▸ **Document segment**
────────────────────
Tanzania–Vietnam relations are bilateral relations between Tanzania and Vietnam. Vietnam and Tanzania set up diplomatic relations in 1965. Vietnam maintains an embassy in Dar es Salaam which is mandated to serve all of East Africa. Tanzania does not have an embassy in Vietnam, and the embassy in Beijing is accredited to Vietnam.

Economic Relations 

Trade volume between the two countries in 2014 was around $156 million, with Vietnam exporting over $105 million worth of goods to Tanzania. Main exports from Vietnam to Tanzania include cement clinker and rice. Tanzania is the second largest buyer of Vietnamese rice after Philippines.

In 2015, the trade volume between the two countries rose to $205 million with the rise in exports from Tanzania. Vietnam is the second largest buyer of Tanzanian cashew nuts and third largest buyer of raw cotton.

Foreign direct investment 
Halotel is currently the only Vietnamese firm operating in Tanzania with a $700 million initial investment. The state owned firm promised to provide telecom services in rural areas and was granted an operating licence when president Kikwete made a state visit to Vietnam in 2014.
────────────────────
▸ **Raw data**
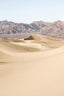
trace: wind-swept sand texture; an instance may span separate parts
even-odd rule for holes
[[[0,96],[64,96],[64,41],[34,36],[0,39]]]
────────────────────
▸ **Task instructions**
1. Return the passage of the article on Tanzania–Vietnam relations from "Tanzania–Vietnam relations are" up to and including "of raw cotton.", copied word for word.
2. Name every traded product mentioned in the article on Tanzania–Vietnam relations.
3. Write the next part of the article on Tanzania–Vietnam relations, picking up after its final sentence.
The listing is unrelated to anything asked here.

▸ **Final answers**
1.
Tanzania–Vietnam relations are bilateral relations between Tanzania and Vietnam. Vietnam and Tanzania set up diplomatic relations in 1965. Vietnam maintains an embassy in Dar es Salaam which is mandated to serve all of East Africa. Tanzania does not have an embassy in Vietnam, and the embassy in Beijing is accredited to Vietnam.

Economic Relations 

Trade volume between the two countries in 2014 was around $156 million, with Vietnam exporting over $105 million worth of goods to Tanzania. Main exports from Vietnam to Tanzania include cement clinker and rice. Tanzania is the second largest buyer of Vietnamese rice after Philippines.

In 2015, the trade volume between the two countries rose to $205 million with the rise in exports from Tanzania. Vietnam is the second largest buyer of Tanzanian cashew nuts and third largest buyer of raw cotton.

2. cement clinker, rice, cashew nuts, raw cotton

3.
Along with the president Trương Tấn Sang in March 2016, various Vietnamese businessmen accompanied the president to examine the investment atmosphere in Tanzania. The investors examined the special export processing zones in Tanzania and hope to make Tanzania a gateway for Vietnamese products into East Africa.

State Visits 
 12 October 2014 - President Jakaya Kikwete makes a two-day state visit to Hanoi. The president visits various industries and encourages Vietnamese investment in Tanzania. The president also grants a licence to Viettel Mobile to operate in Tanzania.
 9 March 2016 - President Truong Tan Sang makes a three-day state visit to Tanzania and held bilateral talks with president John Magufuli. Various trade and investment agreements were signed.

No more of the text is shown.